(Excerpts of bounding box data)
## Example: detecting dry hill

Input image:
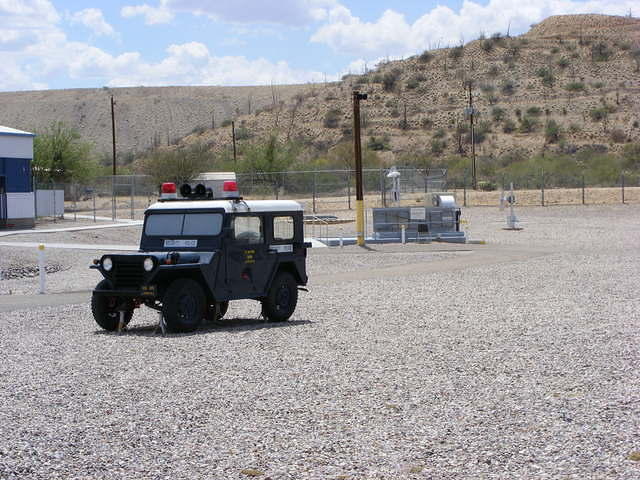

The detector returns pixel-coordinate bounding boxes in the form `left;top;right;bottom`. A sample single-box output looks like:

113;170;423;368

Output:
183;15;640;162
0;85;318;152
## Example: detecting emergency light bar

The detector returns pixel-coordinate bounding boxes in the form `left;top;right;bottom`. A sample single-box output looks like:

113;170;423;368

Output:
160;182;178;200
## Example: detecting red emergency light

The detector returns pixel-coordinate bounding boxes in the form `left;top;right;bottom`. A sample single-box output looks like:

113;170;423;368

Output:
160;182;178;199
222;180;238;192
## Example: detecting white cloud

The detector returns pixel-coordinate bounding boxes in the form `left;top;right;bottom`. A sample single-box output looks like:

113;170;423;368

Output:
121;0;338;26
120;3;173;25
0;0;322;90
311;0;637;58
69;8;116;36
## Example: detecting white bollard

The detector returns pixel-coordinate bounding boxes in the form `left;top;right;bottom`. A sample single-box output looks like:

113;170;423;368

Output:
38;243;47;294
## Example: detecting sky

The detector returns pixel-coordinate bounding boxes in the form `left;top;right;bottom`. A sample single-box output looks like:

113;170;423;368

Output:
0;0;640;91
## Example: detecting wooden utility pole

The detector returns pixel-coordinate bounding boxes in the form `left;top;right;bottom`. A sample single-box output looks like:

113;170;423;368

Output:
353;90;367;247
231;120;237;163
469;82;478;190
111;95;116;177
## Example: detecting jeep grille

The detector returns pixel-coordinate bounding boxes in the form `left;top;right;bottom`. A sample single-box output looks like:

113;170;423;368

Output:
114;258;145;288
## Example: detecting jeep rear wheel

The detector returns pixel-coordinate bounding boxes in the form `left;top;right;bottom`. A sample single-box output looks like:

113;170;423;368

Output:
162;278;205;332
91;279;133;332
262;272;298;322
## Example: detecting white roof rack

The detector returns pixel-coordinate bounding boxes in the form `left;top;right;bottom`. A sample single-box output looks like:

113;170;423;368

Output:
147;200;304;213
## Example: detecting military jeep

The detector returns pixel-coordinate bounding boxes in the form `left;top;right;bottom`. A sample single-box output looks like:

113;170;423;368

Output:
91;182;310;332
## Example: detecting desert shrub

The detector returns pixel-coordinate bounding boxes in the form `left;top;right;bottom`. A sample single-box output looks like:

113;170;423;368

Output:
420;117;433;130
544;120;562;143
449;45;464;60
478;180;497;192
519;116;538;133
502;119;516;133
418;50;433;63
527;107;542;117
487;65;500;78
591;42;613;62
236;125;253;140
500;80;516;95
564;82;585;92
589;106;609;122
569;123;582;134
431;138;447;155
407;77;420;90
611;128;627;143
367;135;390;152
491;107;507;123
382;68;402;92
324;108;342;128
480;83;496;93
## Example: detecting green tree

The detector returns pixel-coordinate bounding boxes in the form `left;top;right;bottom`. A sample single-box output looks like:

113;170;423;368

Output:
140;143;213;185
238;135;301;198
32;122;99;183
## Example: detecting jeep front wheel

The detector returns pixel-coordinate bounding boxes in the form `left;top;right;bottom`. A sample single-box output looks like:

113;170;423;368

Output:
91;280;133;332
262;272;298;322
162;278;206;332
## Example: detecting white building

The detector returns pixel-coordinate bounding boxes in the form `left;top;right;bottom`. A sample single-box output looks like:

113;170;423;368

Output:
0;126;35;228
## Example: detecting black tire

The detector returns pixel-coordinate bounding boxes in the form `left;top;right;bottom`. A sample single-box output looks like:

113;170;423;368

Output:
262;272;298;322
214;302;229;321
91;279;133;332
162;278;206;332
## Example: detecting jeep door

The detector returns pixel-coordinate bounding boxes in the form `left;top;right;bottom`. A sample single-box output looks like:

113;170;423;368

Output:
226;213;275;298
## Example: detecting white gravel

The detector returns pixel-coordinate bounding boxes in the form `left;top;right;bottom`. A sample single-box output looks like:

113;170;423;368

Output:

■ **GIVEN PROBLEM**
Return all of the lines above word for word, from the first to the last, leaving out the pictures.

■ **RESULT OF THIS EXERCISE**
## Example: detecting dry hill

Input image:

The detector returns pixel-coordinate bounding boxes in the form `left;top;right;bottom`. A sample single-box output looks like:

113;170;423;368

Output:
183;15;640;162
0;85;318;152
## Example: detecting emergency light bar

The detector returns pixel-coordinate bounding boxes in the form `left;top;right;bottom`. A sample single-box output looks like:

113;170;423;368

Output:
160;182;178;200
## Example: detecting red emergency light

The detector returns pixel-coordinate bounding boxes in the form `left;top;right;bottom`. A sample single-box output looks like:

113;170;423;368

Output:
160;182;178;199
222;180;238;192
## Example: detecting white cloud

The detector returns pixel-coordinate bounding boxes in the form `left;top;right;bottom`. A sample single-box output looks like:

113;170;423;368

Output:
121;0;338;26
120;3;173;25
0;0;322;90
311;0;637;58
69;8;116;36
## Example: detecting white bollard

The detector returns pixel-coordinate bounding boxes in the form `left;top;right;bottom`. A sample single-box output looks like:

113;170;423;368

Output:
38;243;47;294
## Example: detecting sky

The detector returns pixel-coordinate bounding boxes in the form `left;top;right;bottom`. A sample single-box output looks like:

113;170;423;368

Output:
0;0;640;91
## Example: detecting wooden utility pole

The detector returns pixel-coordinate bounding boxes in the form `left;top;right;bottom`. A sample single-box output looks like:

113;170;423;368

Output:
353;90;367;247
231;120;237;163
469;82;478;190
111;95;116;177
## Example: detecting jeep grille

The detector returns pixel-coordinate bounding boxes in the form `left;top;right;bottom`. A sample single-box output looks like:

113;170;423;368

Output:
114;258;145;288
## Example: detecting jeep rear wheel

The detector returns pixel-coordinate bounding boxes in the form `left;top;right;bottom`. A sample single-box output looks like:

113;170;423;368

Output:
162;278;205;332
91;279;133;332
262;272;298;322
## Example: detecting white roof rack

The detector returns pixel-coordinate bounding boxes in the form `left;top;right;bottom`. A sample single-box output looks like:

113;170;423;368

Output:
147;200;304;213
## Example: detecting military jeep

The detector returns pixel-coordinate bounding boxes in the form `left;top;right;bottom`. A sample single-box output looks like:

113;170;423;368

Output:
91;182;310;332
## Example: detecting desert shrub

The detector returns pixel-coordinate bounding boxes in the form `left;top;right;bottom`. A sample single-box output looks like:

113;170;423;368

Output:
420;117;433;130
544;120;562;143
449;45;464;60
478;180;497;192
519;116;538;133
502;119;516;133
418;50;433;63
527;107;542;117
487;65;500;78
591;42;613;62
236;125;253;140
500;80;516;95
564;82;585;92
589;106;609;122
569;123;582;134
431;138;447;155
407;77;420;90
611;128;627;143
367;135;390;152
491;107;507;123
382;68;402;92
324;108;342;128
480;83;496;93
## Example: detecting green tree

The detector returns pixel-coordinate bounding boxes in the form `left;top;right;bottom`. A sample single-box output looks like:

113;170;423;368

Output:
140;143;213;185
238;135;301;198
32;122;99;183
## Example: detecting jeep front wheel

The detector returns pixel-coordinate bounding boxes in the form `left;top;right;bottom`. A sample single-box output looks like:

113;170;423;368

Output:
91;280;133;332
262;272;298;322
162;278;206;332
## Example: detecting white building

The detector returns pixel-coordinate bounding boxes in the form `left;top;right;bottom`. A sample single-box output looks like:

113;170;423;368

Output:
0;126;35;228
## Example: detecting black tire

The detector returns pixel-coordinate bounding boxes in the form `left;top;right;bottom`. A sample single-box output looks like:

113;170;423;368

Output:
262;272;298;322
214;302;229;321
91;279;133;332
162;278;206;332
## Example: detecting jeep door

The detector returns pixel-coordinate bounding boxes in the form `left;top;right;bottom`. A sample single-box output looks like:

113;170;423;368

Output:
226;213;275;298
## Example: detecting white gravel

The detector returns pixel-coordinate bounding boxes in the form `left;top;right;bottom`. A sample single-box output looks like:

113;170;423;368

Output:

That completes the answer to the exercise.